Please copy all of the records below in full, requests included, and multiply every bounding-box coordinate in the answers by 2.05, rounding each result to a whole number with halves rounded up.

───

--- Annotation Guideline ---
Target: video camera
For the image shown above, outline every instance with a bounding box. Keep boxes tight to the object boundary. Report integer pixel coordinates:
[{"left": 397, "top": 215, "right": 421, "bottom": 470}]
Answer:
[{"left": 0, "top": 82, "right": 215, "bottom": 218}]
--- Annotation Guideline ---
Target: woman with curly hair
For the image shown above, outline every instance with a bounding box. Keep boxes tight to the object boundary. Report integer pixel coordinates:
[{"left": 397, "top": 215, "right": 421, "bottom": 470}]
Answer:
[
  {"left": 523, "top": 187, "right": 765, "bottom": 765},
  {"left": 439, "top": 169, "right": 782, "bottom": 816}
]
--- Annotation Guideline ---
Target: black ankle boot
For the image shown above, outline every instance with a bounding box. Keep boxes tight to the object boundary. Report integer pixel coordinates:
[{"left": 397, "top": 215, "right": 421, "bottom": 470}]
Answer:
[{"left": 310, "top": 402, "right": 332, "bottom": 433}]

───

> _RESULT FOR THIS TASK_:
--- Annotation Guideline ---
Target: video camera
For the image shown above, outline every instance with a bounding box. Keep boxes tight to the object boundary. Report integer pixel coordinates:
[{"left": 397, "top": 215, "right": 421, "bottom": 470}]
Answer:
[{"left": 0, "top": 168, "right": 441, "bottom": 447}]
--- Annotation Guideline ---
Target: woman with curly hair
For the image shown above, outline every instance with a bounding box. Keep boxes tight to the object boundary. Report integer pixel coordinates:
[{"left": 397, "top": 215, "right": 421, "bottom": 470}]
Answer:
[
  {"left": 1072, "top": 383, "right": 1568, "bottom": 1568},
  {"left": 900, "top": 346, "right": 1603, "bottom": 1673}
]
--- Annotation Guideline ---
Target: black ankle boot
For the image shown above, outline every instance with a bounding box. Keep boxes tight to the object boundary. Report integer pixel coordinates:
[{"left": 397, "top": 215, "right": 421, "bottom": 470}]
Answer:
[{"left": 636, "top": 824, "right": 681, "bottom": 888}]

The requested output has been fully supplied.